The data Block Start

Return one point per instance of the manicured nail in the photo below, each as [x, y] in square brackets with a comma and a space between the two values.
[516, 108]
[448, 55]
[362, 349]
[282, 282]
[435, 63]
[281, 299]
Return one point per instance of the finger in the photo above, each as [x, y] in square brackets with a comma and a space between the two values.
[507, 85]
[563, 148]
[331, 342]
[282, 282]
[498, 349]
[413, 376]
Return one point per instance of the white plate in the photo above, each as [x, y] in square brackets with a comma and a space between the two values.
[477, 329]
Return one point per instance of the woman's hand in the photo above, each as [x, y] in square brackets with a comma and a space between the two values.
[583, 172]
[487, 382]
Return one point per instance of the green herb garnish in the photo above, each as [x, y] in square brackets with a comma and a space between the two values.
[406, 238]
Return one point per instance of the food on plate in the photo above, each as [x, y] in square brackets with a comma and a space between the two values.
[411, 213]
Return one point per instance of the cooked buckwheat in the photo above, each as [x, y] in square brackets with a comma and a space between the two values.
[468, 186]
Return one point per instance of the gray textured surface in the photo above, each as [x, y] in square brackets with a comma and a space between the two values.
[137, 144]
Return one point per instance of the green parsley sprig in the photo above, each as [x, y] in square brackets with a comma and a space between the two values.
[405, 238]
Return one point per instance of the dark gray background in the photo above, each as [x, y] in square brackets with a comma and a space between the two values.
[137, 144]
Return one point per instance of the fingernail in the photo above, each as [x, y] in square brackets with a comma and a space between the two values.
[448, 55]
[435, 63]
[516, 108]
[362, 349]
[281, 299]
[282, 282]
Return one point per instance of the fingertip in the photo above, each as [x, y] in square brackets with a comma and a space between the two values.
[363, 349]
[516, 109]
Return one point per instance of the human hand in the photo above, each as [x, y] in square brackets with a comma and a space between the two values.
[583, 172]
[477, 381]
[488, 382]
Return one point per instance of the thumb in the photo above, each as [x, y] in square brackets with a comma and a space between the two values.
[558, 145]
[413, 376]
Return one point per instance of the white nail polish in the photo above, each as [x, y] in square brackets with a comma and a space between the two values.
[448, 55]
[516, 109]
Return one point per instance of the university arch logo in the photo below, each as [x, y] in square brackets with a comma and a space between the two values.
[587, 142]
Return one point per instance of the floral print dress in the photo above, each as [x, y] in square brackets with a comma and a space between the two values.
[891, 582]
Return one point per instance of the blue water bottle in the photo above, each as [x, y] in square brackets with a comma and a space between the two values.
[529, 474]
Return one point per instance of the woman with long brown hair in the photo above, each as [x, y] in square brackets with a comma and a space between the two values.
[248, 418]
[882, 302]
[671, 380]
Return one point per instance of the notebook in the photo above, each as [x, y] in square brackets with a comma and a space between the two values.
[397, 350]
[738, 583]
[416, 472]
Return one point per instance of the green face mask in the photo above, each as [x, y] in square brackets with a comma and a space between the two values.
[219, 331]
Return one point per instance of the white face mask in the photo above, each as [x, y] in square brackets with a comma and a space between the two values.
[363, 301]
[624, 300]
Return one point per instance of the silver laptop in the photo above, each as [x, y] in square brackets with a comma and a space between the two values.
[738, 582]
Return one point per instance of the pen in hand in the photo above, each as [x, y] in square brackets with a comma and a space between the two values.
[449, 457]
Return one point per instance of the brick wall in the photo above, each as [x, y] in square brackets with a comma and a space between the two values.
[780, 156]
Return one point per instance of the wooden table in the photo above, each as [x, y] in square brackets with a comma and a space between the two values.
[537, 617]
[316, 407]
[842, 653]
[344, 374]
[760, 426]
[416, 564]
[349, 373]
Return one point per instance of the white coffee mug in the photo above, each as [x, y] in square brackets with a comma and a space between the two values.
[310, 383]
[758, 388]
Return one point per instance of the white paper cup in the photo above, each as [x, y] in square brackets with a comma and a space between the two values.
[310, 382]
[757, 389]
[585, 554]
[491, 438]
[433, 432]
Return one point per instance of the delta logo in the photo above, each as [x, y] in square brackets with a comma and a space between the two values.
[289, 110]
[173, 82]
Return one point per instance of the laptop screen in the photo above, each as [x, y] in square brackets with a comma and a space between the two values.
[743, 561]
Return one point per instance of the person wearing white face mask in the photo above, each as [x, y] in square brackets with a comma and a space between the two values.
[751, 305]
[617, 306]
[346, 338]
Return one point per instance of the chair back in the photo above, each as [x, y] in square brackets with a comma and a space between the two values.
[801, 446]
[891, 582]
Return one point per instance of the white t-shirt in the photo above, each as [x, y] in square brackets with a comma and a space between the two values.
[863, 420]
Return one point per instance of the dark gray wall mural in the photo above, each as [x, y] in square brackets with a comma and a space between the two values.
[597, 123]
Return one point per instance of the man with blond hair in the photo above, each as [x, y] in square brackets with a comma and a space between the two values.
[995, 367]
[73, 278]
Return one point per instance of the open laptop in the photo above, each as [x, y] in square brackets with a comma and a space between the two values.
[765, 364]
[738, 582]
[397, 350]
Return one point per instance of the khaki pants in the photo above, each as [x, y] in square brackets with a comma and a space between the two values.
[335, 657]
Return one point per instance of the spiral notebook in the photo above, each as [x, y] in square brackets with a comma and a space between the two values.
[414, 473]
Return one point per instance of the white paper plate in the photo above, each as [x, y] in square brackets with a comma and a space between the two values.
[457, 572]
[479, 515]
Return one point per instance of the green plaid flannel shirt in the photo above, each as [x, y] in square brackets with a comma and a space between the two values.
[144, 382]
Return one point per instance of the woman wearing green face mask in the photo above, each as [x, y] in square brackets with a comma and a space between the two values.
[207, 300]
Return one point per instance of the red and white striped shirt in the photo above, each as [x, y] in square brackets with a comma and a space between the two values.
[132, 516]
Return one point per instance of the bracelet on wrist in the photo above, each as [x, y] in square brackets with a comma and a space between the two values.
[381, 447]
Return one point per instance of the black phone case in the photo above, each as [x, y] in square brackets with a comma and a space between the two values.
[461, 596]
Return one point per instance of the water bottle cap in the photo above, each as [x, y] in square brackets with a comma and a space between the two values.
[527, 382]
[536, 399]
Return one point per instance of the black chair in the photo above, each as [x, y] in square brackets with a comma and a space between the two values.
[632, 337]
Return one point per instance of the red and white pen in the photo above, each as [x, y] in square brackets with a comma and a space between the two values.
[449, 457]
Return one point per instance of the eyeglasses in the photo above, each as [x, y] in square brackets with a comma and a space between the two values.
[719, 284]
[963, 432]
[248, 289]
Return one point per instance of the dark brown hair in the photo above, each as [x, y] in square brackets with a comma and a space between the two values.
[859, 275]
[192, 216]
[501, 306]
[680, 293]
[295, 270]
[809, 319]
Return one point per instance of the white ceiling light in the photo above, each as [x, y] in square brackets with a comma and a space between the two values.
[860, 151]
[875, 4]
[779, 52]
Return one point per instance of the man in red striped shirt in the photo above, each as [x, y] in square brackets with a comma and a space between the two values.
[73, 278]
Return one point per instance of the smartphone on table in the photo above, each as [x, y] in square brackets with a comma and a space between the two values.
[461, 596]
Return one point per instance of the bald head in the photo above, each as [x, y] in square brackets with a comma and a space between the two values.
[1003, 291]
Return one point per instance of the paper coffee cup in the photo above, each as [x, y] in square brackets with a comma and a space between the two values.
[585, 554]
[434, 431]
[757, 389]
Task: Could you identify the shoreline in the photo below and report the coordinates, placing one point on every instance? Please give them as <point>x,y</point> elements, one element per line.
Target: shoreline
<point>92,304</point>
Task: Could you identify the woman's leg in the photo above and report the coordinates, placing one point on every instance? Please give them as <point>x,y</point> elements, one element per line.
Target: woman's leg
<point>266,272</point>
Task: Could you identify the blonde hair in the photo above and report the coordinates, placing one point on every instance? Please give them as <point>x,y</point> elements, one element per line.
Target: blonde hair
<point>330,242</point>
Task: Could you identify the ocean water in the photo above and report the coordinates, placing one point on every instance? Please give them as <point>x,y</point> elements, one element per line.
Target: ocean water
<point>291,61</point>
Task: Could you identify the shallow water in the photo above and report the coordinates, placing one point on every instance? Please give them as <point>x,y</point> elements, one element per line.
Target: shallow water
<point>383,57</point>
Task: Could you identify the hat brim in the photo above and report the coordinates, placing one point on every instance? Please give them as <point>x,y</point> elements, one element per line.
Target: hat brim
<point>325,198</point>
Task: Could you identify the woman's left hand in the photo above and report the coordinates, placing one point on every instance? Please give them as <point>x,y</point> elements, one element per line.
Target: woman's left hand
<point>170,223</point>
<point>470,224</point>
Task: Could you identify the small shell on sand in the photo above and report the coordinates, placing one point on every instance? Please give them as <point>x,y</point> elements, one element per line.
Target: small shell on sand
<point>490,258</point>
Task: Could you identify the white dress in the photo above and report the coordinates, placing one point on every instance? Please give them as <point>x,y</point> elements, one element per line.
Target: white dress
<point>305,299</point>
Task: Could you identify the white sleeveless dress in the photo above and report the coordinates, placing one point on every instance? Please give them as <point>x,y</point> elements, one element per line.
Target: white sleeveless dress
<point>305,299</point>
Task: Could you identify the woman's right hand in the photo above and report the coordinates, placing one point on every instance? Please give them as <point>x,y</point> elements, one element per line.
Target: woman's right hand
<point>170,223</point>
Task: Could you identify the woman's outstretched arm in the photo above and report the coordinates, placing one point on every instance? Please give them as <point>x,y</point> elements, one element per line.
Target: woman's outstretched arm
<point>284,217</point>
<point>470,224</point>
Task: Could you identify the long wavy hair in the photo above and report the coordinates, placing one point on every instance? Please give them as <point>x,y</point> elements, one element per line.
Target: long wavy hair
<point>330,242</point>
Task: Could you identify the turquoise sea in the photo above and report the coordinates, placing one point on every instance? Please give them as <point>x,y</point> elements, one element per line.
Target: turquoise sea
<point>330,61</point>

The data Block End

_Exercise_
The lines from the one containing "Task: Could you identify the long" to the final line of the listing above must be set down exactly, both included.

_Worked solution_
Task: Could you identify the long wavy hair in the photo above and report the coordinates, placing one point on every instance? Please give them as <point>x,y</point> elements, one element per line.
Target: long wavy hair
<point>330,242</point>
Task: Could you identify the turquoise sea in the photo above and report the coordinates, placing one point on every instance? Please give them as <point>x,y</point> elements, one element per line.
Target: turquoise sea
<point>330,61</point>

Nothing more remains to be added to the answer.